Pour Nexter et Krauss-Maffei Wegmann, engagés dans un rapprochement historique, les projets de développements communs des deux champions de l’armement terrestre passent d’abord par les chars lourds. C’est ce qui ressort d’une audition commune de leurs PDG respectifs, Philippe Burtin et Frank Haun, devant la commission de la défense de l’assemblée nationale et dont le compte rendu vient d’être mis en ligne.
« Le plus important, c’est la prochaine génération de chars lourds. Dans cinq ans, nous aurons avancé dans le processus de développement d’un nouveau char lourd – qu’il s’appelle Léopard 3, Leléo ou Léoclerc, peu importe : il sera développé en commun, et pourra commencer à équiper nos forces à l’horizon 2025-2030 pour remplacer les chars Leclerc et Léopard 2 dont la base technologique commence à dater », a déclaré Frank Haun. Avant de faire un parallèle avec ce qui se passe à Moscou : « Renouveler ces matériels est indispensable : d’ailleurs, les Russes ne s’y trompent pas, et leurs travaux de développement en la matière avancent à plein régime. »

» Consigne
Relevez tous les noms de chars mentionnés dans le texte sur le rapprochement entre Nexter et Krauss-Maffei Wegmann, qu'il s'agisse de modèles existants ou de noms envisagés pour le futur char.

» Données fournies
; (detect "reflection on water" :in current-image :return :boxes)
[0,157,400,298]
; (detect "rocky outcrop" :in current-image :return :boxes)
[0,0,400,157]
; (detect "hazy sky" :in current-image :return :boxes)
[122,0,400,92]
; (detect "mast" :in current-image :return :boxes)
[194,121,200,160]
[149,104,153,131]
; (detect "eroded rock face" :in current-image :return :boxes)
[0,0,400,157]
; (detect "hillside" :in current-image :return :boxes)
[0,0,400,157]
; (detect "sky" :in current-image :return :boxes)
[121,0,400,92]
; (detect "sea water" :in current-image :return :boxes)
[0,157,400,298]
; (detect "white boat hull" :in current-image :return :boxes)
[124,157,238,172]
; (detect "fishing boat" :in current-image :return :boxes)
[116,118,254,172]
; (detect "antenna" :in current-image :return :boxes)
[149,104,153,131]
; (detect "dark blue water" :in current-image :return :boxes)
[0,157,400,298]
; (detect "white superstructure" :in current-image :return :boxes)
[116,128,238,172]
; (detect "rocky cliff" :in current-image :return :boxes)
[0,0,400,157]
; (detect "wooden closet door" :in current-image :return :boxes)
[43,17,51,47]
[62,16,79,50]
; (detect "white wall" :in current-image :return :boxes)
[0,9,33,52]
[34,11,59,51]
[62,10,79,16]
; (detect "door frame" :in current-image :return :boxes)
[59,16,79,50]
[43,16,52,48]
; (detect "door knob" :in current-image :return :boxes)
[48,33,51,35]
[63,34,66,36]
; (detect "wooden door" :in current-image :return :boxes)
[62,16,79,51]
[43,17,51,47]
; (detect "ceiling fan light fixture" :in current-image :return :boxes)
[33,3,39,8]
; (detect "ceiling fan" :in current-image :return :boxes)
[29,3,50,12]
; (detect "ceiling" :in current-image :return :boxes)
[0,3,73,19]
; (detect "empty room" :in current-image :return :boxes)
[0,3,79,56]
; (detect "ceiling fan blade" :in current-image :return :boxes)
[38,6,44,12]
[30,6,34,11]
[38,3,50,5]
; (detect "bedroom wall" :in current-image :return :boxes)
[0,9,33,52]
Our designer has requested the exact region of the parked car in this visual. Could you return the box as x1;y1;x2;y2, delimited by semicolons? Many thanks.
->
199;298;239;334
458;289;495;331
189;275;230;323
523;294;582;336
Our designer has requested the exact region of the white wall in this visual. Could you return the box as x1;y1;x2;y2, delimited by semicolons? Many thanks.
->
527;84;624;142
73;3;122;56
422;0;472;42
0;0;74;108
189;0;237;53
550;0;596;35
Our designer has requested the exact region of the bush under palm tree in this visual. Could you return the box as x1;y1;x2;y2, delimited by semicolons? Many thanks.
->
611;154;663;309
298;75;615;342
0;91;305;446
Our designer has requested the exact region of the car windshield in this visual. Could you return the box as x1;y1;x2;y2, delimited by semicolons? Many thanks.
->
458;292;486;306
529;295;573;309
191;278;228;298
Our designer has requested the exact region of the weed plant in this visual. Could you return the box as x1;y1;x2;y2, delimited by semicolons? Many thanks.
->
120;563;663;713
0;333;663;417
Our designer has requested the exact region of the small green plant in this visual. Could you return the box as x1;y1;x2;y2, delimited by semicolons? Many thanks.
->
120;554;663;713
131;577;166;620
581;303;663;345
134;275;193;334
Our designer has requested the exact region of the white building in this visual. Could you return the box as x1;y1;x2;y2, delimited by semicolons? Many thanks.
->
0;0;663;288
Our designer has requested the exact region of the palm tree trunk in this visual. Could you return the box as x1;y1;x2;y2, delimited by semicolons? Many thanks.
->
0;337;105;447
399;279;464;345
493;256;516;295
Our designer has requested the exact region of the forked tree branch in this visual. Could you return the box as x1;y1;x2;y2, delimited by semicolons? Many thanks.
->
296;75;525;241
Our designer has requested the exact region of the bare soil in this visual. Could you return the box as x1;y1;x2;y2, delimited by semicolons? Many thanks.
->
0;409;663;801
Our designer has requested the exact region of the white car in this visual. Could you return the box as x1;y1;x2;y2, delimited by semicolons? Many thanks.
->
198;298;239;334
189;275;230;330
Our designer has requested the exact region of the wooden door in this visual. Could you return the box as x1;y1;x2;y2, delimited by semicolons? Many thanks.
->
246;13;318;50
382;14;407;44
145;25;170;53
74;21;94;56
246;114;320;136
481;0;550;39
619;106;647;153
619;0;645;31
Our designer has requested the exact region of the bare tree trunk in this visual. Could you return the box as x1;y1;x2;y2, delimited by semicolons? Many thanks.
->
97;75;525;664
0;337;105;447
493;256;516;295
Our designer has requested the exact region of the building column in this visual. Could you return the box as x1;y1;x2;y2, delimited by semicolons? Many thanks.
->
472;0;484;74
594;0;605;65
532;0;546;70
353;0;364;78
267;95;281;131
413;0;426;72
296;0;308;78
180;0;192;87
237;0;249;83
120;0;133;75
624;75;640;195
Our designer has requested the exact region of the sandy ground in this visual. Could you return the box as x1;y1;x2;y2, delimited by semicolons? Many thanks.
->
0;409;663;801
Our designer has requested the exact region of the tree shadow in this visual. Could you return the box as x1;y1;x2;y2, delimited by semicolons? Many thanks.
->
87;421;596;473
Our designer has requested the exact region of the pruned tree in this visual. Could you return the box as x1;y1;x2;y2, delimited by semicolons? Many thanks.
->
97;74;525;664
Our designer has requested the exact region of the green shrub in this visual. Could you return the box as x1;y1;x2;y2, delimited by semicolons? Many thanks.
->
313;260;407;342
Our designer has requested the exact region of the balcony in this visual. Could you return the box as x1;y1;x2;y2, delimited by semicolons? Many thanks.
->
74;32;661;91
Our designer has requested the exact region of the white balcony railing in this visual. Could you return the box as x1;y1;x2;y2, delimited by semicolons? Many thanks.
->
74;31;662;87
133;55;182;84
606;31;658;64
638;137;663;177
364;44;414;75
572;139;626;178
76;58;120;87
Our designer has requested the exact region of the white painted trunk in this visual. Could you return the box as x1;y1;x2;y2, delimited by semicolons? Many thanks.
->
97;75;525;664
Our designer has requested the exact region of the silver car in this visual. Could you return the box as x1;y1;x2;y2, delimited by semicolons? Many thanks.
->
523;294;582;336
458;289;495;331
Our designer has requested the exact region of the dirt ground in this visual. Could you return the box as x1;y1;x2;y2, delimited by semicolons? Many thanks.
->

» Réponse complète
Léopard 3, Leléo, Léoclerc, Leclerc, Léopard 2